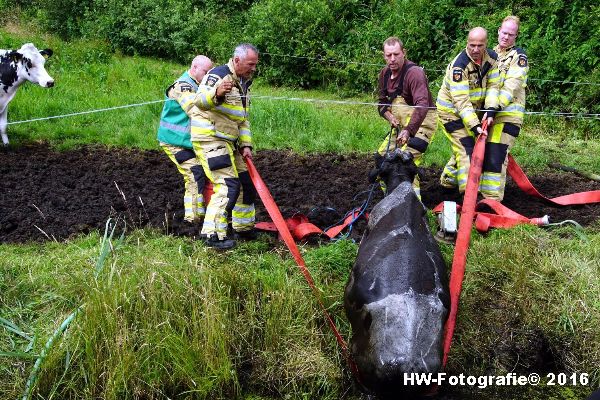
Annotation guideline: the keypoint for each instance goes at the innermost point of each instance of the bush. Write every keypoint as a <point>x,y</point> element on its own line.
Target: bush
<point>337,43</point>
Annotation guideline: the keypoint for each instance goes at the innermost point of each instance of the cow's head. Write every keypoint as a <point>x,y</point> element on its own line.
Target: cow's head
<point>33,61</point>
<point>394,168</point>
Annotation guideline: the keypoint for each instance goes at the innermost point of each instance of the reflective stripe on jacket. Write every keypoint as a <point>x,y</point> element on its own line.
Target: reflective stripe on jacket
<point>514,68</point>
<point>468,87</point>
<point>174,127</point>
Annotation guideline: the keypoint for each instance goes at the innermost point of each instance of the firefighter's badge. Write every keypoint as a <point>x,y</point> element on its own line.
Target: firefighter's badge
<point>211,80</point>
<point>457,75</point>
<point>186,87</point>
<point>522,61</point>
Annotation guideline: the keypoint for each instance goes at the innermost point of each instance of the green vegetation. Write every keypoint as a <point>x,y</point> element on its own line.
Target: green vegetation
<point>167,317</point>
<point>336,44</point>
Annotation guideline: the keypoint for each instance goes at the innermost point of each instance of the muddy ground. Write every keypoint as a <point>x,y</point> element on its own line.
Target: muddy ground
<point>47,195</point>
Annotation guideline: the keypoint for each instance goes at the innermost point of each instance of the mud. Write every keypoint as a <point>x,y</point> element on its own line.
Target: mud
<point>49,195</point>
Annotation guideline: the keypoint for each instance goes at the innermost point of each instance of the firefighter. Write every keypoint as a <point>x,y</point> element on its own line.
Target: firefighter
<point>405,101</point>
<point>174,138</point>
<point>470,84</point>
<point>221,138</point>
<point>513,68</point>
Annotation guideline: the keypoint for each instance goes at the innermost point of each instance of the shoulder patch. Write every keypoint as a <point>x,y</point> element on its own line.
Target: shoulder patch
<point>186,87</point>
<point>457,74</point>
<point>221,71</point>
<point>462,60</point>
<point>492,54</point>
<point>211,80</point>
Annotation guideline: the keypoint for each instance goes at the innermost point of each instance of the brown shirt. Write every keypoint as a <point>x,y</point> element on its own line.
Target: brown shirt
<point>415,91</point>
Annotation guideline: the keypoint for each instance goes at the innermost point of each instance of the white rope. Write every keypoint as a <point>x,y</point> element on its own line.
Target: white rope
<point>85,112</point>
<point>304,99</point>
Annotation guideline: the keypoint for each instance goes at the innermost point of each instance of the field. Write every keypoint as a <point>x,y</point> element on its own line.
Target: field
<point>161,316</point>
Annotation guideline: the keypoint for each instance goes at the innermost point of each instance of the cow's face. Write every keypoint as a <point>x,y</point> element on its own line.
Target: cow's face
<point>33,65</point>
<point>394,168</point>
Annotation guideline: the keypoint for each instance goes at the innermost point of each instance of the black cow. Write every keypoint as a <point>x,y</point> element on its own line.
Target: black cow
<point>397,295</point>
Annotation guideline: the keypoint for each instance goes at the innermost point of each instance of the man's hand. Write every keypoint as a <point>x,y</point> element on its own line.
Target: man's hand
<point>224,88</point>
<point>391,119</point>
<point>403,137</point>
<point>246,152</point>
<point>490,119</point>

WRITTEN EXERCISE: Rewrite the rows as a numbered list, starting at the line containing "of the man's" and ending at the last line of the rows, with any blank lines left out.

SOLUTION BELOW:
1. Annotation guideline: the keypoint for each instance goes at the innermost point of each instance of the man's hand. Write every keypoint as a <point>x,y</point> element on its own line.
2. Target: man's hand
3. <point>224,88</point>
4. <point>391,119</point>
5. <point>403,137</point>
6. <point>246,152</point>
7. <point>490,119</point>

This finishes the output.